§ **DIRECTIONS FOR THIS TASK**:
Rewrite the records below, switching each "single pin" to "single marker" and leaving everything else as it is.

[Location identification entries]
# # # #

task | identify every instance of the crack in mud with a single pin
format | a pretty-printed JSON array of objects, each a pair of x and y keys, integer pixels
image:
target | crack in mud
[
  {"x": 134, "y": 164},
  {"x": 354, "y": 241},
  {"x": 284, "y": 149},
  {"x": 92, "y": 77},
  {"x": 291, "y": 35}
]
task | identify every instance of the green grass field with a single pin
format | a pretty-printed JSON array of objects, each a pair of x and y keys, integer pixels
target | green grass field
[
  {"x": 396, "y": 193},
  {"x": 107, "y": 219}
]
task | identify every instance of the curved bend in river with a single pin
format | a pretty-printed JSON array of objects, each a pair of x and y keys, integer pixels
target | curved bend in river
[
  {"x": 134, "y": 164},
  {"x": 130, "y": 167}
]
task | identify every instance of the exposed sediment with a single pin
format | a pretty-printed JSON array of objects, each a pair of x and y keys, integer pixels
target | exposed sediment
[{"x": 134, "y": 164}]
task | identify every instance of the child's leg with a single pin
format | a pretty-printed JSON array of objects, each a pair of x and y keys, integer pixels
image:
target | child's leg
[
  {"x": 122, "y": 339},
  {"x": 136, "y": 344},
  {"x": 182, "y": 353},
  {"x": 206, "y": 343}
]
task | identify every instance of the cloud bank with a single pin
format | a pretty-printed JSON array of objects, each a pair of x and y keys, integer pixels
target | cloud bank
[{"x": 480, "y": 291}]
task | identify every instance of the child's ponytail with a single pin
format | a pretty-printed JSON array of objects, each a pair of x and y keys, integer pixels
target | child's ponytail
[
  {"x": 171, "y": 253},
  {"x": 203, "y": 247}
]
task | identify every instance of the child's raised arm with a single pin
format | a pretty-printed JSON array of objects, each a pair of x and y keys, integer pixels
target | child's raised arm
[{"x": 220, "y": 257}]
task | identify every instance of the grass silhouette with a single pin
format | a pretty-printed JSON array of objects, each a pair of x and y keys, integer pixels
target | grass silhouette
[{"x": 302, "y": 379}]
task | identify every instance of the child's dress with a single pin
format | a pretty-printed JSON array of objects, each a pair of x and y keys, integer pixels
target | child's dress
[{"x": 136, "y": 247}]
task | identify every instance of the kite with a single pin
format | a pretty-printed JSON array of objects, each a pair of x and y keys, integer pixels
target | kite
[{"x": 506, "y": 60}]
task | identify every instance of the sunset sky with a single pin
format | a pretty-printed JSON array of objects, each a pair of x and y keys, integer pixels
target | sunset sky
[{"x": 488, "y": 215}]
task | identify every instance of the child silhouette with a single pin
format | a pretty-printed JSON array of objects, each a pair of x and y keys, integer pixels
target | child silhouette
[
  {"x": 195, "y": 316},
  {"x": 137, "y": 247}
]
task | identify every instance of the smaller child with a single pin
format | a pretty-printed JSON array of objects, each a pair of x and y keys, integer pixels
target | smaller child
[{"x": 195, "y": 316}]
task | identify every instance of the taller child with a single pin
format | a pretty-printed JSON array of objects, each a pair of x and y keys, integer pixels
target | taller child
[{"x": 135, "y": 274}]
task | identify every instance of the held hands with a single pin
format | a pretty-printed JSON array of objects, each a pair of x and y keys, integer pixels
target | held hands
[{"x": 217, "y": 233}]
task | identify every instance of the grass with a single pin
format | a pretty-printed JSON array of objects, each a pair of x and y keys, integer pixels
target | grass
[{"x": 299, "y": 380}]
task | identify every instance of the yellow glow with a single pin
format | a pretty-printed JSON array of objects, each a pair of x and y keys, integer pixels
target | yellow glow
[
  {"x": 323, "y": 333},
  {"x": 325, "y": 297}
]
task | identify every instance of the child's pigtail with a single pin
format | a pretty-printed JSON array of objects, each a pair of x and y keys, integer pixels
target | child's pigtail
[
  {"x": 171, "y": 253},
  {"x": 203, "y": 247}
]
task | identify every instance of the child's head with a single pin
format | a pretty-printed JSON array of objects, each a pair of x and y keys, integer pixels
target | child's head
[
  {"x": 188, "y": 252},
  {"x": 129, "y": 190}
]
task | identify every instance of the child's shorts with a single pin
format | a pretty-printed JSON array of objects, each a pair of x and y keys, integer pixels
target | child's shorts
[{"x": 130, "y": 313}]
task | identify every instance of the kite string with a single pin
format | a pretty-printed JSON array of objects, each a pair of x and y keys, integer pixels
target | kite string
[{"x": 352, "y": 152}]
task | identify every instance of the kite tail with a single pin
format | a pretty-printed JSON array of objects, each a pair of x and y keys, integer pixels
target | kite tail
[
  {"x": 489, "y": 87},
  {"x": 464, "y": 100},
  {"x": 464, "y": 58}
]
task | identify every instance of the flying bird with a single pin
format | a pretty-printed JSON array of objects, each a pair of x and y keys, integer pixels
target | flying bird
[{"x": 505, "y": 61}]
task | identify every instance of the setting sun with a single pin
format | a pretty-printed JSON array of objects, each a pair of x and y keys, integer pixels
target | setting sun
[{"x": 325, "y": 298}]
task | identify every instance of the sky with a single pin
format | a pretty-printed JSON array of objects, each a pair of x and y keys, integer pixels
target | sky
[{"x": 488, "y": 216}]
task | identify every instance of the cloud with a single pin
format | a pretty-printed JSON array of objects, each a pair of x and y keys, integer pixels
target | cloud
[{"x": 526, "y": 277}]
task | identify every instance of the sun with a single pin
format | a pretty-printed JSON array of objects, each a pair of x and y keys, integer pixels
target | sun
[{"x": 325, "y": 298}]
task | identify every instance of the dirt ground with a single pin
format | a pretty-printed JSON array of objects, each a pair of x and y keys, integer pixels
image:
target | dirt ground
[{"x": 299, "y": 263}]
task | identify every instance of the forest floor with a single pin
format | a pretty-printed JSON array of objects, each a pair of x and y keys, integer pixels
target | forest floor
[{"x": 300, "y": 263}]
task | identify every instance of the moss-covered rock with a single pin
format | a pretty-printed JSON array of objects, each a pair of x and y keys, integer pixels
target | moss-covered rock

# # # #

§ **RESPONSE FOR THIS EXERCISE**:
task | identify every instance of the crack in mud with a single marker
format | a pretty-printed JSON array of objects, each a pair of x and y keys, integer pixels
image:
target | crack in mud
[
  {"x": 134, "y": 164},
  {"x": 354, "y": 241},
  {"x": 284, "y": 149},
  {"x": 92, "y": 77},
  {"x": 291, "y": 35}
]
task | identify every instance of the green grass field with a single marker
format | a pretty-printed JSON array of objects, each a pair of x and y keys, integer pixels
target | green grass field
[
  {"x": 396, "y": 193},
  {"x": 107, "y": 219}
]
task | identify every instance of the curved bend in river with a single marker
format | a pretty-printed JSON array of objects, each a pair of x and y keys, integer pixels
target | curved bend in river
[
  {"x": 134, "y": 164},
  {"x": 130, "y": 167}
]
task | identify every instance of the exposed sediment with a single marker
format | a pretty-printed JSON array of objects, each a pair of x and y keys, integer pixels
target | exposed sediment
[{"x": 134, "y": 164}]
task | identify every instance of the child's leg with a single marker
format | a pretty-printed JSON array of objects, each a pair of x and y keys, integer pixels
image:
target | child's leg
[
  {"x": 122, "y": 339},
  {"x": 136, "y": 344},
  {"x": 182, "y": 353},
  {"x": 206, "y": 343}
]
task | identify every instance of the cloud bank with a single marker
format | a pretty-printed JSON array of objects, each a pair of x and y keys, integer pixels
target | cloud bank
[{"x": 480, "y": 291}]
task | identify every instance of the child's ponytail with a single marker
format | a pretty-printed JSON array of objects, each a pair of x and y keys, integer pixels
target | child's ponytail
[
  {"x": 171, "y": 253},
  {"x": 203, "y": 247}
]
task | identify every instance of the child's raised arm with a single marker
format | a pretty-printed JSON array of objects, each a pair of x and y keys, integer pixels
target | child's raised arm
[{"x": 220, "y": 257}]
task | identify every instance of the grass silhouette with a single marker
format | a pretty-printed JSON array of objects, each a pair of x and y keys, integer pixels
target | grass silhouette
[{"x": 302, "y": 379}]
task | identify every instance of the child's dress with a single marker
format | a pretty-printed JSON array of objects, each a pair of x and y keys, integer pixels
target | child's dress
[{"x": 136, "y": 247}]
task | identify every instance of the kite with a single marker
format | a pretty-printed JSON array of objects, each a pair of x and y keys, integer pixels
target | kite
[{"x": 506, "y": 60}]
task | identify every instance of the sunset sky with a single marker
format | a pretty-printed JSON array of objects, each a pair of x and y keys, integer pixels
target | sunset sky
[{"x": 488, "y": 215}]
task | identify every instance of the child silhouette with a single marker
format | a pretty-printed JSON array of objects, each a pair of x and y keys, integer pixels
target | child silhouette
[
  {"x": 195, "y": 316},
  {"x": 137, "y": 247}
]
task | identify every instance of the smaller child with a single marker
format | a pretty-printed JSON array of objects, each a pair of x and y keys, integer pixels
target | smaller child
[{"x": 195, "y": 316}]
task | identify every instance of the taller child with a single marker
format | a pretty-printed JSON array of objects, each a pair of x and y keys, integer pixels
target | taller child
[{"x": 135, "y": 274}]
task | identify every instance of the held hands with a single marker
format | a pretty-printed JSON array of objects, each a pair of x and y keys, integer pixels
target | held hands
[{"x": 217, "y": 233}]
task | identify every instance of the grass with a single marker
format | a pretty-printed JSON array of objects, each a pair of x and y keys, integer pixels
target | grass
[{"x": 299, "y": 380}]
task | identify every instance of the yellow glow with a single marker
format | a pretty-printed JSON array of objects, each a pair of x and y keys, integer pixels
target | yellow glow
[
  {"x": 323, "y": 333},
  {"x": 325, "y": 297}
]
task | identify every instance of the child's pigtail with a single marker
format | a pretty-printed JSON array of objects, each a pair of x and y keys, integer pixels
target | child's pigtail
[
  {"x": 171, "y": 253},
  {"x": 203, "y": 247}
]
task | identify every instance of the child's head with a single marker
format | a pretty-printed JSON array of objects, each a pair of x and y keys, integer pixels
target | child's head
[
  {"x": 188, "y": 252},
  {"x": 129, "y": 190}
]
task | identify every instance of the child's shorts with a single marker
format | a pretty-printed JSON array of objects, each a pair of x and y keys, integer pixels
target | child's shorts
[{"x": 130, "y": 313}]
task | identify every instance of the kite string with a single marker
format | a pretty-printed JSON array of objects, each a pair of x and y keys, integer pixels
target | kite string
[{"x": 352, "y": 152}]
task | identify every instance of the kite tail with a single marker
format | a pretty-printed JSON array of objects, each a pair of x and y keys, integer pixels
target | kite tail
[
  {"x": 489, "y": 87},
  {"x": 464, "y": 100},
  {"x": 464, "y": 58}
]
task | identify every instance of the flying bird with a single marker
format | a pretty-printed JSON array of objects, each a pair of x and y keys, integer pixels
target | flying bird
[{"x": 505, "y": 61}]
task | identify every instance of the setting sun with a single marker
format | a pretty-printed JSON array of objects, each a pair of x and y keys, integer pixels
target | setting sun
[{"x": 325, "y": 298}]
task | identify every instance of the sky with a single marker
format | a pretty-printed JSON array of objects, each a pair of x and y keys, integer pixels
target | sky
[{"x": 488, "y": 216}]
task | identify every instance of the cloud with a single marker
format | a pretty-printed JSON array of objects, each a pair of x and y keys, integer pixels
target | cloud
[{"x": 526, "y": 277}]
task | identify every instance of the sun with a single marker
format | a pretty-printed JSON array of objects, each a pair of x and y keys, integer pixels
target | sun
[{"x": 325, "y": 298}]
task | identify every instance of the dirt ground with a single marker
format | a pretty-printed JSON array of objects, each a pair of x and y keys, integer pixels
image:
target | dirt ground
[{"x": 299, "y": 263}]
task | identify every instance of the forest floor with a single marker
format | a pretty-printed JSON array of objects, each a pair of x and y keys, integer pixels
target | forest floor
[{"x": 300, "y": 263}]
task | identify every instance of the moss-covered rock with a single marker
format | a pretty-printed JSON array of objects, each a pair of x and y keys, integer pixels
target | moss-covered rock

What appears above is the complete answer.